— Set exercise —
Convert the listing, from its start up to and including the line with "x=1048, y=521", into a two-column CSV with the columns request and points: one row per request, with the request's text in one quoted field and its answer in the other, line breaks replaced by spaces. Omit the pictures.

--- start Given data ---

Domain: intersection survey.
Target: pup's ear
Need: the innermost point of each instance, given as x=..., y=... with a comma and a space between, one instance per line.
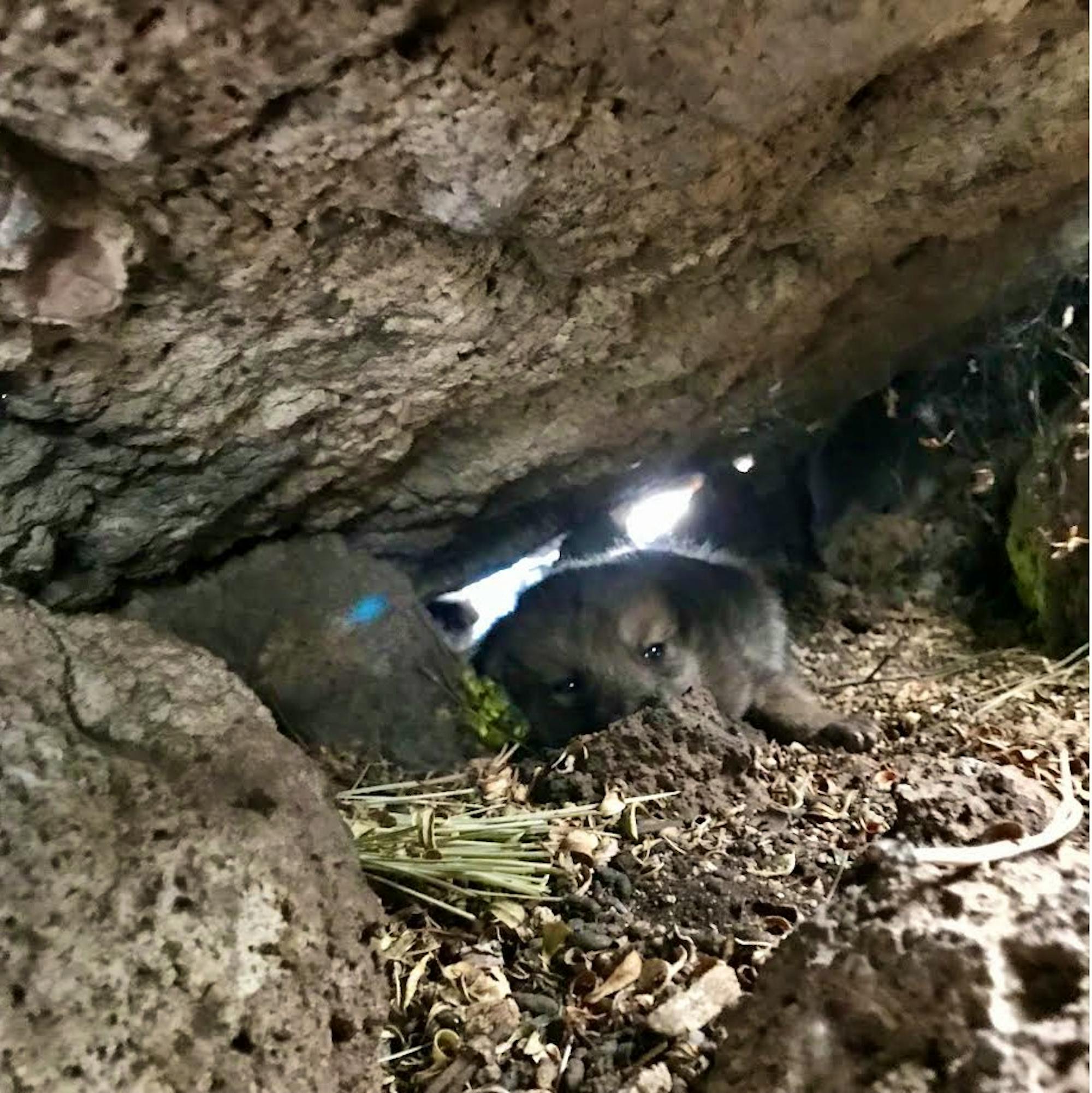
x=490, y=658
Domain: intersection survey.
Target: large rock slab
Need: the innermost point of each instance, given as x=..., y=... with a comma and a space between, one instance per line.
x=334, y=642
x=923, y=979
x=300, y=265
x=180, y=905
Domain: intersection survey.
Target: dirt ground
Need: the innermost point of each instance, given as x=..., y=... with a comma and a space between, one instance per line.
x=758, y=841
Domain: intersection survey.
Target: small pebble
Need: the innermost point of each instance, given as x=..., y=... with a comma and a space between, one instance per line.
x=592, y=939
x=536, y=1005
x=582, y=905
x=573, y=1076
x=616, y=881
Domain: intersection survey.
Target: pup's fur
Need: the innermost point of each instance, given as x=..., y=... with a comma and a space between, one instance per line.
x=601, y=638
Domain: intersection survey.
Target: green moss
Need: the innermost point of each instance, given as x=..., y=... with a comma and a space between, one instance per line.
x=1024, y=545
x=486, y=713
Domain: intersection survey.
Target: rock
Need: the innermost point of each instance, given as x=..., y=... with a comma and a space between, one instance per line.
x=980, y=977
x=954, y=807
x=333, y=641
x=449, y=274
x=711, y=994
x=181, y=903
x=1048, y=521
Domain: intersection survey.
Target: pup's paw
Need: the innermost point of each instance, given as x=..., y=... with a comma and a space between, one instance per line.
x=852, y=734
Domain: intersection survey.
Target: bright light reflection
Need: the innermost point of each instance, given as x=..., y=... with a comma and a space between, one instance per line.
x=655, y=516
x=495, y=596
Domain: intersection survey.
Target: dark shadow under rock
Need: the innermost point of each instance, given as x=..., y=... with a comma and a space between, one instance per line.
x=925, y=981
x=684, y=747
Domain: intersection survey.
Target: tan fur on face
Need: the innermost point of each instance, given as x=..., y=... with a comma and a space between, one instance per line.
x=596, y=641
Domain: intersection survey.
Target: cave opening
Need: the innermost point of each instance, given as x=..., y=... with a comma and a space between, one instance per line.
x=914, y=489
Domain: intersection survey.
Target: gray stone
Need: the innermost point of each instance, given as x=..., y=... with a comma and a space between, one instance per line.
x=180, y=903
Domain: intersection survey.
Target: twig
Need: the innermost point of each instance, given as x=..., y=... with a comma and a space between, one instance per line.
x=843, y=859
x=954, y=669
x=876, y=668
x=1066, y=819
x=1057, y=672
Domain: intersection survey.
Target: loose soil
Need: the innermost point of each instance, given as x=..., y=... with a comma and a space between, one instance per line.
x=758, y=840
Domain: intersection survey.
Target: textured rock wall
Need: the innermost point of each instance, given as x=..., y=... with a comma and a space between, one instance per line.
x=299, y=264
x=180, y=904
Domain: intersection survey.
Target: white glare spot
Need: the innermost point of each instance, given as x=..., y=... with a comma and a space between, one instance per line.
x=495, y=596
x=654, y=516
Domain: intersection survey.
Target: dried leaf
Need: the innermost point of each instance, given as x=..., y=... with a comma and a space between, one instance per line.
x=781, y=866
x=508, y=912
x=654, y=974
x=413, y=978
x=627, y=973
x=699, y=1003
x=445, y=1045
x=612, y=804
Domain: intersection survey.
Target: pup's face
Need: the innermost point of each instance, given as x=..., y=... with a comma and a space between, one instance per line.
x=587, y=648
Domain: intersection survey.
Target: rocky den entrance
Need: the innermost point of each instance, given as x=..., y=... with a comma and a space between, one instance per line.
x=325, y=331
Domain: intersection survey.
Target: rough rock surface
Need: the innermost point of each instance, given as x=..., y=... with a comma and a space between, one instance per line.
x=928, y=981
x=180, y=906
x=302, y=264
x=333, y=641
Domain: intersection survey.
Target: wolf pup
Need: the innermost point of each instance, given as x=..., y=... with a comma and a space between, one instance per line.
x=602, y=638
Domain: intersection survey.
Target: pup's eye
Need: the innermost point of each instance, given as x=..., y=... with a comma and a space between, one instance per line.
x=567, y=687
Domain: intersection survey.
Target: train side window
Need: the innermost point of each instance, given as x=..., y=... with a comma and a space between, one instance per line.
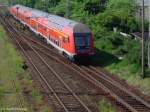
x=66, y=39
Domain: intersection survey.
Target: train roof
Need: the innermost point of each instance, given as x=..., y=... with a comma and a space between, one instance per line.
x=57, y=21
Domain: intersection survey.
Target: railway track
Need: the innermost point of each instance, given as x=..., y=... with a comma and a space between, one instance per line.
x=118, y=93
x=70, y=102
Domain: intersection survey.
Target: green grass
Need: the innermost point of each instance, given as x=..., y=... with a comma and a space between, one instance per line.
x=130, y=73
x=11, y=71
x=105, y=106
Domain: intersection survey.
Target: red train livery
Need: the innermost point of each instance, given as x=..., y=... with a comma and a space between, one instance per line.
x=71, y=38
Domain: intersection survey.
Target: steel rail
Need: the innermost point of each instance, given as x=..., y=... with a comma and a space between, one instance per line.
x=75, y=96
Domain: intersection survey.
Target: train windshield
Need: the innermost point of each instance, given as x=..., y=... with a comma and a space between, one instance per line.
x=81, y=41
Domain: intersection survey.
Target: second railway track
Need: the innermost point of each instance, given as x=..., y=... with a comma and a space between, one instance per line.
x=119, y=95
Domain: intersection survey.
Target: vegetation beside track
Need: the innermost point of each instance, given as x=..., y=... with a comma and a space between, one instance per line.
x=103, y=16
x=105, y=106
x=14, y=81
x=110, y=46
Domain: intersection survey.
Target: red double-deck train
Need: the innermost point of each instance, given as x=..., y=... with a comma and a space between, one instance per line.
x=71, y=38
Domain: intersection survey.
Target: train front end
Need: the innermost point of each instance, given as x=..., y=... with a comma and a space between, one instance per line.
x=83, y=41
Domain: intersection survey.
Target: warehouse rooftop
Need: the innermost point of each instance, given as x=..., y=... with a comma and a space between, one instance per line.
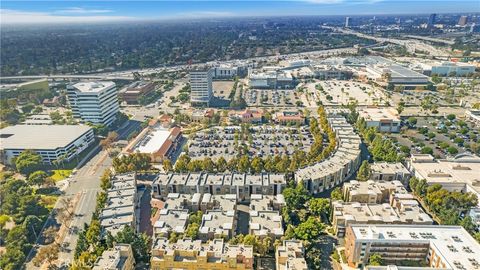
x=40, y=137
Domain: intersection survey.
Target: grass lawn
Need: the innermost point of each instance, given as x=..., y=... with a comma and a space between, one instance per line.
x=59, y=175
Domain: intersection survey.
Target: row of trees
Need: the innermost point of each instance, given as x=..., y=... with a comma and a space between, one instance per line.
x=304, y=218
x=133, y=162
x=380, y=147
x=90, y=242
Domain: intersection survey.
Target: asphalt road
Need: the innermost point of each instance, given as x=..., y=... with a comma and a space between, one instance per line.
x=85, y=183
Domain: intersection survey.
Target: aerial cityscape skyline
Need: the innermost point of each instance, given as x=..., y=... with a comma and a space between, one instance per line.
x=24, y=12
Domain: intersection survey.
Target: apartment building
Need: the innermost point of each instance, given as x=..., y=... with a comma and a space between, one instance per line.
x=345, y=214
x=94, y=102
x=243, y=185
x=342, y=164
x=290, y=256
x=259, y=202
x=171, y=221
x=371, y=191
x=383, y=119
x=444, y=247
x=456, y=174
x=201, y=87
x=193, y=255
x=218, y=224
x=54, y=143
x=120, y=257
x=389, y=172
x=266, y=223
x=122, y=204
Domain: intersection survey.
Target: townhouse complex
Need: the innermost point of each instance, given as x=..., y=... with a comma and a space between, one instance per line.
x=340, y=165
x=122, y=204
x=243, y=185
x=193, y=254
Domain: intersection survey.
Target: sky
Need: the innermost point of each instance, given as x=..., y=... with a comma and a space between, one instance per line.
x=66, y=11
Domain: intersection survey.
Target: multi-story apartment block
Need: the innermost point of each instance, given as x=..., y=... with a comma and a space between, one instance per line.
x=342, y=164
x=94, y=102
x=193, y=255
x=171, y=221
x=120, y=257
x=266, y=223
x=122, y=203
x=399, y=212
x=444, y=247
x=389, y=172
x=243, y=185
x=291, y=256
x=371, y=191
x=201, y=86
x=218, y=224
x=259, y=202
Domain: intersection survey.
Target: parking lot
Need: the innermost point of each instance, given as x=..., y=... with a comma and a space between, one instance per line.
x=260, y=141
x=342, y=92
x=255, y=97
x=440, y=136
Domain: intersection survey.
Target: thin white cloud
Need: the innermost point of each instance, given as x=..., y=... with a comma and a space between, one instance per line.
x=80, y=10
x=205, y=14
x=9, y=16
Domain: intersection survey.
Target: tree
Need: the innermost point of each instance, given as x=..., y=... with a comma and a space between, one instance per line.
x=28, y=162
x=49, y=234
x=37, y=178
x=47, y=254
x=319, y=206
x=336, y=194
x=375, y=259
x=309, y=230
x=192, y=231
x=364, y=172
x=167, y=165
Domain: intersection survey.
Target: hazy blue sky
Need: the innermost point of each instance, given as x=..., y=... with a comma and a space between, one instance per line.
x=98, y=11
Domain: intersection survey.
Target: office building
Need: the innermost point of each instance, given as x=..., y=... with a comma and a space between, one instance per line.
x=94, y=102
x=371, y=191
x=431, y=20
x=54, y=143
x=389, y=172
x=192, y=254
x=201, y=87
x=335, y=169
x=136, y=91
x=290, y=256
x=456, y=174
x=444, y=247
x=120, y=257
x=463, y=20
x=347, y=22
x=400, y=211
x=122, y=204
x=383, y=119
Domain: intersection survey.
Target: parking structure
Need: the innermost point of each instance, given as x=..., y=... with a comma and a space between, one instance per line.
x=260, y=141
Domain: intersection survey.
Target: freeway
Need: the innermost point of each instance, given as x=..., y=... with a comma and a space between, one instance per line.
x=128, y=74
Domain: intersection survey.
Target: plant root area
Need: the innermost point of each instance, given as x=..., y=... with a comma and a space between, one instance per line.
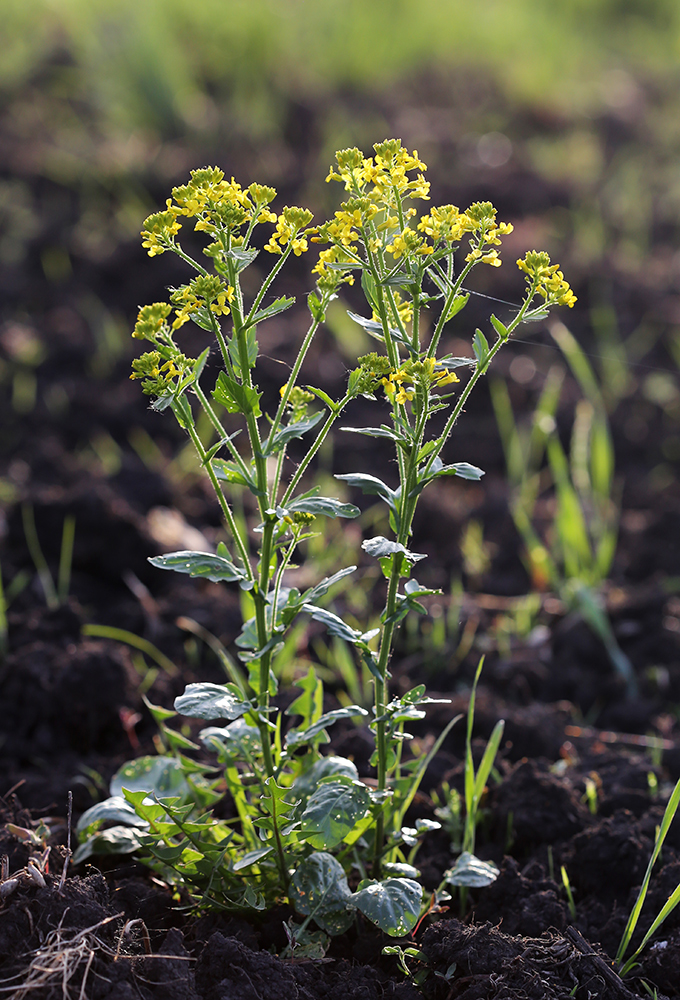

--- end Given data ---

— Solved problem —
request,points
"Domain: intersection survey. Target: pup's ear Need: the innermost point of each instance, given as x=..., y=... with a comma and a space between, one instance per line.","x=490, y=658"
"Domain: intersection survey. Target: large rock slab Need: the innermost point of each instance, given as x=..., y=... with a comma and a space between, one instance per line.","x=334, y=642 x=923, y=979 x=300, y=265 x=180, y=905"
"Domain: intersection survey. Target: dirt ground Need: the innermost point of each instance, given as x=..., y=... with a comma and a space between, one instance per line.","x=758, y=841"
"Domain: intersection survey. Target: small pebble Need: the innermost point of each instance, given as x=..., y=... with a comma and a space between, one instance per line.","x=592, y=939 x=536, y=1005 x=582, y=905 x=573, y=1076 x=616, y=881"
"Domain: intersection survey. Target: pup's fur Need: the innermost point of each instance, given as x=..., y=... with a comma and a space between, one instance per line.","x=601, y=638"
"Domain: intersection survey. Target: green moss Need: the innermost point of each instance, given as x=..., y=... with a comma and a space between, one instance per line.","x=1024, y=545 x=486, y=713"
"Domain: intersection survey. Target: rock Need: the innermost point of each instance, given as x=..., y=... with a comma and a space between, one instance per line.","x=980, y=977 x=954, y=807 x=333, y=641 x=449, y=274 x=711, y=994 x=181, y=903 x=1048, y=521"